— Start of Source excerpt —
Unfortunately, you’ve run into an inconsistent shape behavior that we have been discussing internally just last week. Your particular problem is that the variable:

mu_tilde = pm.Normal('mu_t', mu=0., sigma=1., shape=n_instances)

ends up having shape=1. This shouldn’t be a problem but for some reason the pymc3 distribution’s random method was implemented in a way that handles this particular shape inconsistently. When you call mu_tilde.random(size=something) you end up with an array that has shape (something,). The important thing to notice is that if pymc3 handled things consistently, the result should have had shape (something, 1). This strange behavior is what is causing your problem in the end, because theano is very specific on the number of dimensions its variables must have.

The chain of events that lead to your error are the following:

  1. Call sample_posterior_predictive
  2. Try to draw_values from data_obs
  3. data_obs tries to draw_values from its parameters, which in turn tries to draw from mu.
  4. mu is a theano symbolic tensor that must be compiled into a function and evaluated on some concrete input values to return an array of output values.
  5. During compilation, it sees that its input, mu_tilde, should have ndim==1 (it should be a vector).
— End of Source excerpt —
— Start of Supplied data —
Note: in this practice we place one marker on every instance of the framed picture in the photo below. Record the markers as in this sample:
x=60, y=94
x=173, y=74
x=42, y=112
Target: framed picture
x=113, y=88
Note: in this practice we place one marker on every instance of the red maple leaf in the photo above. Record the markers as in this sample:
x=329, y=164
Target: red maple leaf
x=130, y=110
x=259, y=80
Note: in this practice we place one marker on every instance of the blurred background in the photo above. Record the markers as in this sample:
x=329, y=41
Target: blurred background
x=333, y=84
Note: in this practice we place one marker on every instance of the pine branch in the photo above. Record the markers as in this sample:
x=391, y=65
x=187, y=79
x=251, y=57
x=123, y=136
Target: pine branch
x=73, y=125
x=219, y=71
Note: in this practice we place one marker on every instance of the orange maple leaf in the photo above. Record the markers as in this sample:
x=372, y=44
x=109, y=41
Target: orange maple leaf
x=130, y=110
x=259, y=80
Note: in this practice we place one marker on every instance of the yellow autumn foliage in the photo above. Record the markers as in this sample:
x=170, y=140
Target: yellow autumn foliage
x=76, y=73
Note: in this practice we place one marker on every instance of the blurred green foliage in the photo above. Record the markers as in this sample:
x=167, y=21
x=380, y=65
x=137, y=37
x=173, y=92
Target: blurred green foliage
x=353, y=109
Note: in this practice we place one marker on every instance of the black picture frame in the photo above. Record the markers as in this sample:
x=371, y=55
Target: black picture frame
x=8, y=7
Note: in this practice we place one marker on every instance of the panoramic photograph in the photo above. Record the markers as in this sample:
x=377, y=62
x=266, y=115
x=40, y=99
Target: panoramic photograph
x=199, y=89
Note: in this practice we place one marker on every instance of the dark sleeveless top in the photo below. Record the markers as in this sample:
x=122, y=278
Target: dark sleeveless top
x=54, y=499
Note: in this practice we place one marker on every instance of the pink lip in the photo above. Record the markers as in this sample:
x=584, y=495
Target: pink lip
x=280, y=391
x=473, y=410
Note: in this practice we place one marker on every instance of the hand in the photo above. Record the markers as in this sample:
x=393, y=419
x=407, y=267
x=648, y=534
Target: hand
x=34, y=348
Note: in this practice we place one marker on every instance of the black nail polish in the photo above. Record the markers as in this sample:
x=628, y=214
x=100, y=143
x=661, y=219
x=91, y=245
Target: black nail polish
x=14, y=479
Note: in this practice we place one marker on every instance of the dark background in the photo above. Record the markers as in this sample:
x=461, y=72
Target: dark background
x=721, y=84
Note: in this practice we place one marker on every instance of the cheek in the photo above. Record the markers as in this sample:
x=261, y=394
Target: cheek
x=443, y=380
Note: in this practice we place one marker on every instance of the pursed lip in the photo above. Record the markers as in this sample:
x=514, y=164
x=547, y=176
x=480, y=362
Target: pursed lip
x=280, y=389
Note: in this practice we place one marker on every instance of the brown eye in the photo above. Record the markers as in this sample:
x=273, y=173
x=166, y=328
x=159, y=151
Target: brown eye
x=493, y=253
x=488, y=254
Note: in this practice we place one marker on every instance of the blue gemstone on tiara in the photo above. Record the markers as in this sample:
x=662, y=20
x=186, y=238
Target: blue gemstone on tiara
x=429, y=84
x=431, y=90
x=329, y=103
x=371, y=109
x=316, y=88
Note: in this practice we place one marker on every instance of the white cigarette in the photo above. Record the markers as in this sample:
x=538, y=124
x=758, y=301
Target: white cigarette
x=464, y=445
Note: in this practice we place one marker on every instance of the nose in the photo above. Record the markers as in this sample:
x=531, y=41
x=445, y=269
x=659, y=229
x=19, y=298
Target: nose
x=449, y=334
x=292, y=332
— End of Supplied data —
Problems to solve
**1)** Reproduce word for word the part of the passage on PyMC3 shape behavior that begins at the words "The chain of" and stops after "draw from mu.".
**2)** In the records, substitute "palm" for "hand" in the lines beginning at the one that has "of the hand" and stopping after the one with "x=34, y=348", leaving everything else unchanged. Give only those lines.
The passage on PyMC3 shape behavior and the records are unrelated to each other.

Solution list
**1)**
The chain of events that lead to your error are the following:

  1. Call sample_posterior_predictive
  2. Try to draw_values from data_obs
  3. data_obs tries to draw_values from its parameters, which in turn tries to draw from mu.

**2)**
Note: in this practice we place one marker on every instance of the palm in the photo above. Record the markers as in this sample:
x=393, y=419
x=407, y=267
x=648, y=534
Target: palm
x=34, y=348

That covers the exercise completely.